> _Data records_:

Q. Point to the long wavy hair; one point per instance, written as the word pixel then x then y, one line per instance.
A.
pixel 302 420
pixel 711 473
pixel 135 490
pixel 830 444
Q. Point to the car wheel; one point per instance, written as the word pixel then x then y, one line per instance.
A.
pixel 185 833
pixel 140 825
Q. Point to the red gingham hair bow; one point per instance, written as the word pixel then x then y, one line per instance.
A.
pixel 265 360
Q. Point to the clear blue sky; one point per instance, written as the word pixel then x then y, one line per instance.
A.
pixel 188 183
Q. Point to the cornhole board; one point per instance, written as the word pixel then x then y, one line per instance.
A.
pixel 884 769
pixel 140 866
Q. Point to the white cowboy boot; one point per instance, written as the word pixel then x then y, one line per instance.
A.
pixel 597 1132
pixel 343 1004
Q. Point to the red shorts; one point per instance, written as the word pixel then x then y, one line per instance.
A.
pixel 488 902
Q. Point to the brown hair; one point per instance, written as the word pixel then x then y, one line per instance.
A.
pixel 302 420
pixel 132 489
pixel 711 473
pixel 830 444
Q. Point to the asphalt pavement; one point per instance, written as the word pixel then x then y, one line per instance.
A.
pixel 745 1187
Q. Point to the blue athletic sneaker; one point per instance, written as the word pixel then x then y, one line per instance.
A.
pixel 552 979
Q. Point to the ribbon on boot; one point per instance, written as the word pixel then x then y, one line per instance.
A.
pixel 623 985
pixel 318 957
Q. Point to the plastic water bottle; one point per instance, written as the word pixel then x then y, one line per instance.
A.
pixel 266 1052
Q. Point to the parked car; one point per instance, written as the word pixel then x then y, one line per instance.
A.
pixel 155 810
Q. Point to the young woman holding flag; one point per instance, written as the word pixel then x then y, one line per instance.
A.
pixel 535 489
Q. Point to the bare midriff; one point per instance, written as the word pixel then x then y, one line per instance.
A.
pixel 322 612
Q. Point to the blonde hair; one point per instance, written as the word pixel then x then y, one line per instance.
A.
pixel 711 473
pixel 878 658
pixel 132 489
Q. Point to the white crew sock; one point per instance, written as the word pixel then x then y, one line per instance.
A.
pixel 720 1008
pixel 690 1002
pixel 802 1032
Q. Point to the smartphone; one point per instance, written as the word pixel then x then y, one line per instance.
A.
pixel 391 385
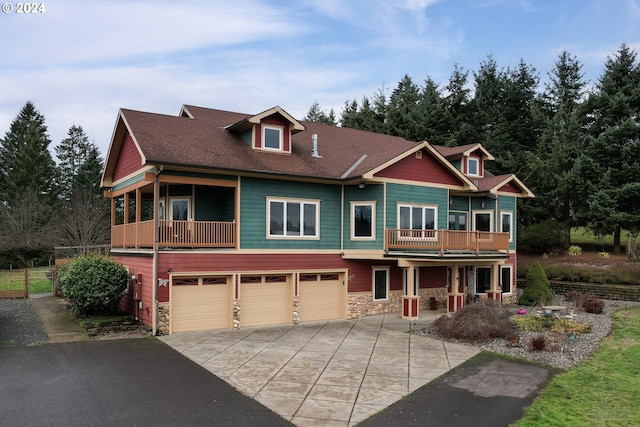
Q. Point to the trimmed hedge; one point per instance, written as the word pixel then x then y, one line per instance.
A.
pixel 536 289
pixel 94 284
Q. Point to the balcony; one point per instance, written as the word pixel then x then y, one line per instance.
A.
pixel 175 234
pixel 441 241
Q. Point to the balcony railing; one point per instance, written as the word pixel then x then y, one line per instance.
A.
pixel 175 234
pixel 446 240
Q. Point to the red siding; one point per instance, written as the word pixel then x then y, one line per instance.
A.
pixel 129 159
pixel 143 266
pixel 433 277
pixel 426 169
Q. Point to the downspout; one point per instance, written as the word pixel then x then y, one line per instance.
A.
pixel 156 240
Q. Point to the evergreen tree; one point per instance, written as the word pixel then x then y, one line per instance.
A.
pixel 26 166
pixel 79 163
pixel 614 129
pixel 460 130
pixel 316 114
pixel 435 119
pixel 404 117
pixel 561 189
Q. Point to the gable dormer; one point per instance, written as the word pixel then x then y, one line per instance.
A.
pixel 269 131
pixel 468 159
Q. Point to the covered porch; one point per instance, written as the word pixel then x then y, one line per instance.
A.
pixel 175 212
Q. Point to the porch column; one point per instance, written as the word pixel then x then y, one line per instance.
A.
pixel 410 300
pixel 455 298
pixel 495 292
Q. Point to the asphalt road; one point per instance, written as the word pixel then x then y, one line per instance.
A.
pixel 133 382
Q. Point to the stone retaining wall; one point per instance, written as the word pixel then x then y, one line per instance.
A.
pixel 606 291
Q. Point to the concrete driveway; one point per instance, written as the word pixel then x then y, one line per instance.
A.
pixel 330 373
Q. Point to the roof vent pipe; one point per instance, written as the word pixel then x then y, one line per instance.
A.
pixel 314 146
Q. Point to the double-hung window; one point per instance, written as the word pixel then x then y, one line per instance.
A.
pixel 506 224
pixel 506 277
pixel 421 220
pixel 293 218
pixel 272 137
pixel 363 220
pixel 473 166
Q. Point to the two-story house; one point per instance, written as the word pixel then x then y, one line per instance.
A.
pixel 229 220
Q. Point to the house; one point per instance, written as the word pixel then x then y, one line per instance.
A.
pixel 230 220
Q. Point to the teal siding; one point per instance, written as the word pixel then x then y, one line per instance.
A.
pixel 459 203
pixel 371 193
pixel 214 203
pixel 413 194
pixel 508 203
pixel 253 213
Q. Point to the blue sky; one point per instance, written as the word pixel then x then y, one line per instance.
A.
pixel 79 62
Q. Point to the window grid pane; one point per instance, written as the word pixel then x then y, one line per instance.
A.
pixel 362 221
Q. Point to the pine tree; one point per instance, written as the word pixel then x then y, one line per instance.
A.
pixel 615 145
pixel 26 166
pixel 79 163
pixel 317 114
pixel 560 189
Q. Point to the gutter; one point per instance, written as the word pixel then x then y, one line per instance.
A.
pixel 156 240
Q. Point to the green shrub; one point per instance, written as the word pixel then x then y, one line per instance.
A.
pixel 542 238
pixel 94 284
pixel 574 250
pixel 536 288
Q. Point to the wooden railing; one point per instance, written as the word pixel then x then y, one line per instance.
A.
pixel 445 240
pixel 175 234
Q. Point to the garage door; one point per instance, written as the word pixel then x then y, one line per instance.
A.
pixel 265 300
pixel 322 297
pixel 199 303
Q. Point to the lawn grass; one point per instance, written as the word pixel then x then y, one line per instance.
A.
pixel 581 236
pixel 14 280
pixel 601 391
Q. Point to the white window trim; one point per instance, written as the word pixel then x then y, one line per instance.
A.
pixel 387 270
pixel 428 234
pixel 373 220
pixel 280 130
pixel 474 159
pixel 475 228
pixel 510 268
pixel 510 215
pixel 475 279
pixel 302 202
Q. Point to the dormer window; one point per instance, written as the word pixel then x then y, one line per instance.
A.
pixel 473 166
pixel 272 137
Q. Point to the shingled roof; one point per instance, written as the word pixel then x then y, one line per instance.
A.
pixel 200 138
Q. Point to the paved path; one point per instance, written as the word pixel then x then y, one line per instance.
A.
pixel 338 372
pixel 56 319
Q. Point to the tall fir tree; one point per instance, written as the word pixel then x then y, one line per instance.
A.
pixel 561 190
pixel 614 129
pixel 79 163
pixel 26 165
pixel 317 114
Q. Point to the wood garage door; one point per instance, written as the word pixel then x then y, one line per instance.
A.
pixel 199 303
pixel 322 297
pixel 265 300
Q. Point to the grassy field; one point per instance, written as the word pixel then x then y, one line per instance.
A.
pixel 14 280
pixel 580 236
pixel 601 391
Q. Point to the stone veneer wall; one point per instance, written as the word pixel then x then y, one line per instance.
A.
pixel 163 319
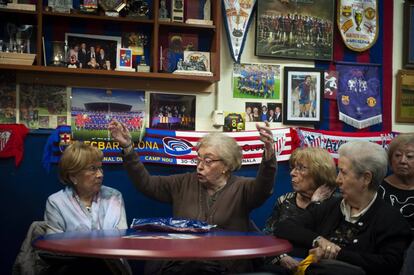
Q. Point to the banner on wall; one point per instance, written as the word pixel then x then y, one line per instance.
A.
pixel 358 95
pixel 331 140
pixel 357 23
pixel 173 147
pixel 237 16
pixel 12 141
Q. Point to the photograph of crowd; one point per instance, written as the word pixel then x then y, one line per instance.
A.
pixel 256 81
pixel 302 30
pixel 94 109
pixel 92 51
pixel 174 112
pixel 257 111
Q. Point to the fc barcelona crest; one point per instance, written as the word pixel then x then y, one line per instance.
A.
pixel 358 23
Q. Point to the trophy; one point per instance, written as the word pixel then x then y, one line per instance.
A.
pixel 112 7
pixel 141 42
pixel 177 10
pixel 358 19
pixel 58 54
pixel 11 31
pixel 163 11
pixel 137 9
pixel 63 6
pixel 89 6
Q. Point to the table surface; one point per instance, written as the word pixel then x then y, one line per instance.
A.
pixel 131 244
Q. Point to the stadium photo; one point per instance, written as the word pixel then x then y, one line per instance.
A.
pixel 93 109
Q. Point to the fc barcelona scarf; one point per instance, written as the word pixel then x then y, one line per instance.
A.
pixel 12 141
pixel 359 100
pixel 237 18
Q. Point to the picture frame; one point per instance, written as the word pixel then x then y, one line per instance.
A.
pixel 125 59
pixel 101 51
pixel 408 35
pixel 404 106
pixel 302 95
pixel 273 40
pixel 172 111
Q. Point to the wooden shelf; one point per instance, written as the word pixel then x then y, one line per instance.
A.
pixel 116 79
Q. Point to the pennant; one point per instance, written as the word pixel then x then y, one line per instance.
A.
pixel 12 141
pixel 174 147
pixel 357 23
pixel 331 140
pixel 358 96
pixel 237 18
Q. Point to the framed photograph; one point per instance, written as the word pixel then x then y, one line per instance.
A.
pixel 256 81
pixel 172 112
pixel 295 29
pixel 408 35
pixel 92 51
pixel 302 95
pixel 125 60
pixel 404 108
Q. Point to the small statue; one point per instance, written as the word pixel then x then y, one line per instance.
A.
pixel 163 10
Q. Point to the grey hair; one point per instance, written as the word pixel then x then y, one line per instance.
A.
pixel 366 156
pixel 227 148
pixel 399 142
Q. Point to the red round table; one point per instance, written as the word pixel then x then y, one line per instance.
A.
pixel 131 244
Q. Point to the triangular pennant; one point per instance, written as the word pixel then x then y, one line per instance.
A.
pixel 237 18
pixel 358 23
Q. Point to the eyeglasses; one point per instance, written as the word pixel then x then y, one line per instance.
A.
pixel 94 169
pixel 205 161
pixel 300 168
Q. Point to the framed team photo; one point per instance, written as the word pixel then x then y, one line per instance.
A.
pixel 303 93
pixel 295 29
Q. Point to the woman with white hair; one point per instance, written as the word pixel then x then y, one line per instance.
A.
pixel 358 233
pixel 212 193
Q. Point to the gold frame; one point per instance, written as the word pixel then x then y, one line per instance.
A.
pixel 404 100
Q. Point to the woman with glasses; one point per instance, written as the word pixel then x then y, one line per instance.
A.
pixel 212 193
pixel 84 204
pixel 398 188
pixel 313 174
pixel 358 233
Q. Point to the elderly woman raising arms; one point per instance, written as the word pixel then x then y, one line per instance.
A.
pixel 211 194
pixel 356 234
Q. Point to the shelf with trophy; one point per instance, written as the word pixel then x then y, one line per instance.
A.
pixel 124 39
pixel 17 44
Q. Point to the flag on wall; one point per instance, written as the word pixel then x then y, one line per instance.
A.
pixel 359 99
pixel 357 23
pixel 174 147
pixel 237 18
pixel 12 141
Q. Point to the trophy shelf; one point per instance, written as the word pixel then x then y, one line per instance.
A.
pixel 71 16
pixel 17 11
pixel 45 21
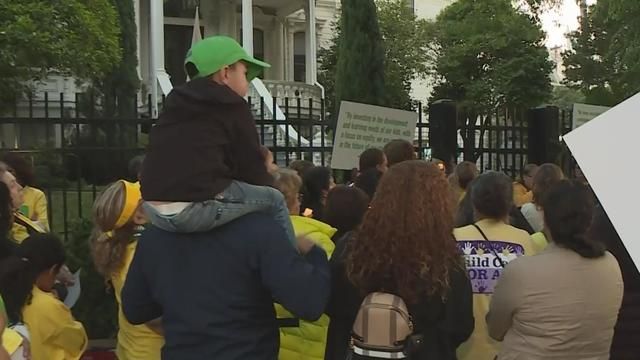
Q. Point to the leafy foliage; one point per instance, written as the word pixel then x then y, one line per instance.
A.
pixel 604 63
pixel 96 308
pixel 490 55
pixel 407 48
pixel 360 65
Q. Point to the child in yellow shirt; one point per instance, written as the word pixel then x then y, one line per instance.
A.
pixel 117 215
pixel 27 285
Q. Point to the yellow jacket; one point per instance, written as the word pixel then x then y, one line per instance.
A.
pixel 55 335
pixel 135 342
pixel 23 227
pixel 35 206
pixel 307 341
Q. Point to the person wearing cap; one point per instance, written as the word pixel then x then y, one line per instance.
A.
pixel 204 166
pixel 214 289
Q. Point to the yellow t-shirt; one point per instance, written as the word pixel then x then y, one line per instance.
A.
pixel 35 206
pixel 19 231
pixel 521 195
pixel 484 271
pixel 11 340
pixel 135 342
pixel 55 335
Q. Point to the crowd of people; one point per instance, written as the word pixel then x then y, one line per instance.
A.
pixel 228 256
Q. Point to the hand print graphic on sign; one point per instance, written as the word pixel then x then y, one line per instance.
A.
pixel 482 264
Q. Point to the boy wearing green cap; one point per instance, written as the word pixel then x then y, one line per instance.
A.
pixel 204 166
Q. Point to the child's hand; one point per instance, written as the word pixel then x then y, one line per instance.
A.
pixel 304 244
pixel 65 276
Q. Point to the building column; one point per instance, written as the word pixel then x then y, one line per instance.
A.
pixel 210 12
pixel 288 61
pixel 247 26
pixel 136 11
pixel 156 62
pixel 310 42
pixel 279 57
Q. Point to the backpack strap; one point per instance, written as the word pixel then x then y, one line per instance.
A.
pixel 502 264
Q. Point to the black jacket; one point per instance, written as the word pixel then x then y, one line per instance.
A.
pixel 445 325
pixel 205 137
pixel 215 290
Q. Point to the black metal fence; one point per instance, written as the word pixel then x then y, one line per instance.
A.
pixel 77 148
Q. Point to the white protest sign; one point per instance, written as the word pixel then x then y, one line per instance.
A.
pixel 362 126
pixel 606 150
pixel 583 113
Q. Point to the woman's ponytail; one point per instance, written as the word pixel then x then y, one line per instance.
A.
pixel 568 212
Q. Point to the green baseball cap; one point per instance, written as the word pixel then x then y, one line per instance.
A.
pixel 211 54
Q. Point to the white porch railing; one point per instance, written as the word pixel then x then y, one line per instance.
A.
pixel 259 91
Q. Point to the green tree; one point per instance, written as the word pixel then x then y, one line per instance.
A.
pixel 67 37
pixel 408 49
pixel 490 56
pixel 360 66
pixel 408 53
pixel 564 97
pixel 604 63
pixel 121 85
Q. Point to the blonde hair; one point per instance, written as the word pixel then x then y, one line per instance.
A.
pixel 289 184
pixel 108 244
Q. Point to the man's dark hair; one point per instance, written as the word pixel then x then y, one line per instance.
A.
pixel 370 159
pixel 345 208
pixel 135 167
pixel 22 168
pixel 398 151
pixel 492 194
pixel 568 212
pixel 368 181
pixel 466 171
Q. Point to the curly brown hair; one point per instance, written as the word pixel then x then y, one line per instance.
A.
pixel 405 244
pixel 108 245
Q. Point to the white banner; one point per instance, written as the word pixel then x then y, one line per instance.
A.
pixel 583 113
pixel 362 127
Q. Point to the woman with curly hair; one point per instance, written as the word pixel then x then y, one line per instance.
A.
pixel 405 246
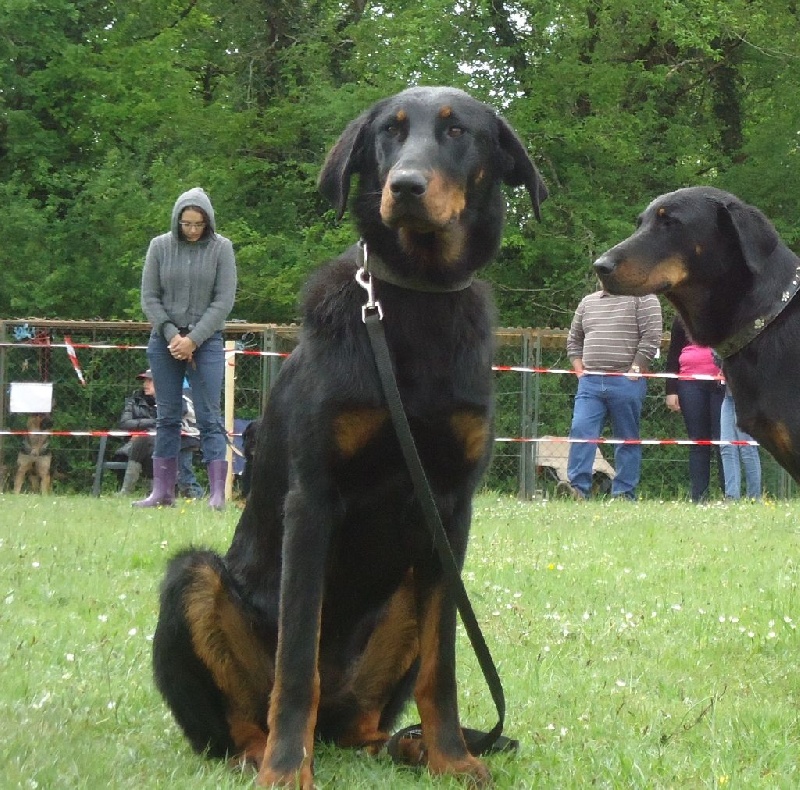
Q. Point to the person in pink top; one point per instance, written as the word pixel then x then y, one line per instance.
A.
pixel 700 403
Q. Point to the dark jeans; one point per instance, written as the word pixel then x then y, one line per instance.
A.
pixel 701 404
pixel 205 375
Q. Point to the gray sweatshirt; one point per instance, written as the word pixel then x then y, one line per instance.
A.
pixel 189 284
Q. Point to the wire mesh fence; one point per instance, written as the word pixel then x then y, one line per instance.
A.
pixel 534 396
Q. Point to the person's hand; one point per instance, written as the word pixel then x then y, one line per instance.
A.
pixel 182 347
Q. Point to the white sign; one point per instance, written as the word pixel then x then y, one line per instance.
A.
pixel 31 398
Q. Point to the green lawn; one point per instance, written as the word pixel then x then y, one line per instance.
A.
pixel 647 645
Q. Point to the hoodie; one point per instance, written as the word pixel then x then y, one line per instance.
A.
pixel 186 284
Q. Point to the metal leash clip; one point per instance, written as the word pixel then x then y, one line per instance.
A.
pixel 364 279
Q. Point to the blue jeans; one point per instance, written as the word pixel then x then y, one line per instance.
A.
pixel 732 455
pixel 205 375
pixel 701 404
pixel 598 398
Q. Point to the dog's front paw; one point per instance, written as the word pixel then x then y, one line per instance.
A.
pixel 470 770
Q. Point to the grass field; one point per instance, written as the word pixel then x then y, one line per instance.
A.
pixel 647 645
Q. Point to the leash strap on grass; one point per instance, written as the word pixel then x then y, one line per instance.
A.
pixel 477 742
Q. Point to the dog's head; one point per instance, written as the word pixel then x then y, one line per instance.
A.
pixel 430 163
pixel 699 246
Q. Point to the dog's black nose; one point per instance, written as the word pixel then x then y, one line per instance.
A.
pixel 407 184
pixel 604 264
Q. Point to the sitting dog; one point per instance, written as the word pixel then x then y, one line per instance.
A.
pixel 330 609
pixel 33 461
pixel 734 282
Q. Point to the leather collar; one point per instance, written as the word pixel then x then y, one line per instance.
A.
pixel 373 265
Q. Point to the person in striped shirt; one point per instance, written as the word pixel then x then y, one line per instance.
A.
pixel 610 335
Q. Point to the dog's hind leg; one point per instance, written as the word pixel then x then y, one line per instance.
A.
pixel 209 666
pixel 443 746
pixel 294 703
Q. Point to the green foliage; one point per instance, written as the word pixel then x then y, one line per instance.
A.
pixel 108 110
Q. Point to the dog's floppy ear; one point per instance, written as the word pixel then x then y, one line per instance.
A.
pixel 344 159
pixel 756 234
pixel 519 167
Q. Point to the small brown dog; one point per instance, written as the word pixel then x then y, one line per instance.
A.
pixel 35 457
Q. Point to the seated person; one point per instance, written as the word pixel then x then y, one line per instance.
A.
pixel 139 414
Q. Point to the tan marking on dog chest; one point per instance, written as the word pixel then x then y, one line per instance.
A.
pixel 472 431
pixel 353 429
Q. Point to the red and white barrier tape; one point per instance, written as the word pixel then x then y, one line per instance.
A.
pixel 507 439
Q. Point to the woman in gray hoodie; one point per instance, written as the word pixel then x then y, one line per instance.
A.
pixel 188 290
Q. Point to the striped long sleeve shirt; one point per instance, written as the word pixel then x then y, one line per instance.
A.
pixel 611 333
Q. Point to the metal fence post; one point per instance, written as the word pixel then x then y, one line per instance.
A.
pixel 526 457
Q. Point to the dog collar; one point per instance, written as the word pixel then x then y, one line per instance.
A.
pixel 376 267
pixel 754 328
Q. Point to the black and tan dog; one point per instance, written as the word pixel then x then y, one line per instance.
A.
pixel 329 609
pixel 734 282
pixel 34 459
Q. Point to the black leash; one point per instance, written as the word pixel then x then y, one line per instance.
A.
pixel 477 742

> _Problem details_: Output the part of the material that opens with the line containing "Q. Point to the concrete" and closes with the line containing "pixel 314 146", reproducing each line exactly.

> _The solution_:
Q. Point to the concrete driveway; one point per instance, written as the word pixel then x then y, one line per instance.
A.
pixel 330 373
Q. Point to the roof vent pipe; one point per instance, written as the word pixel then x then y, one line per instance.
A.
pixel 314 146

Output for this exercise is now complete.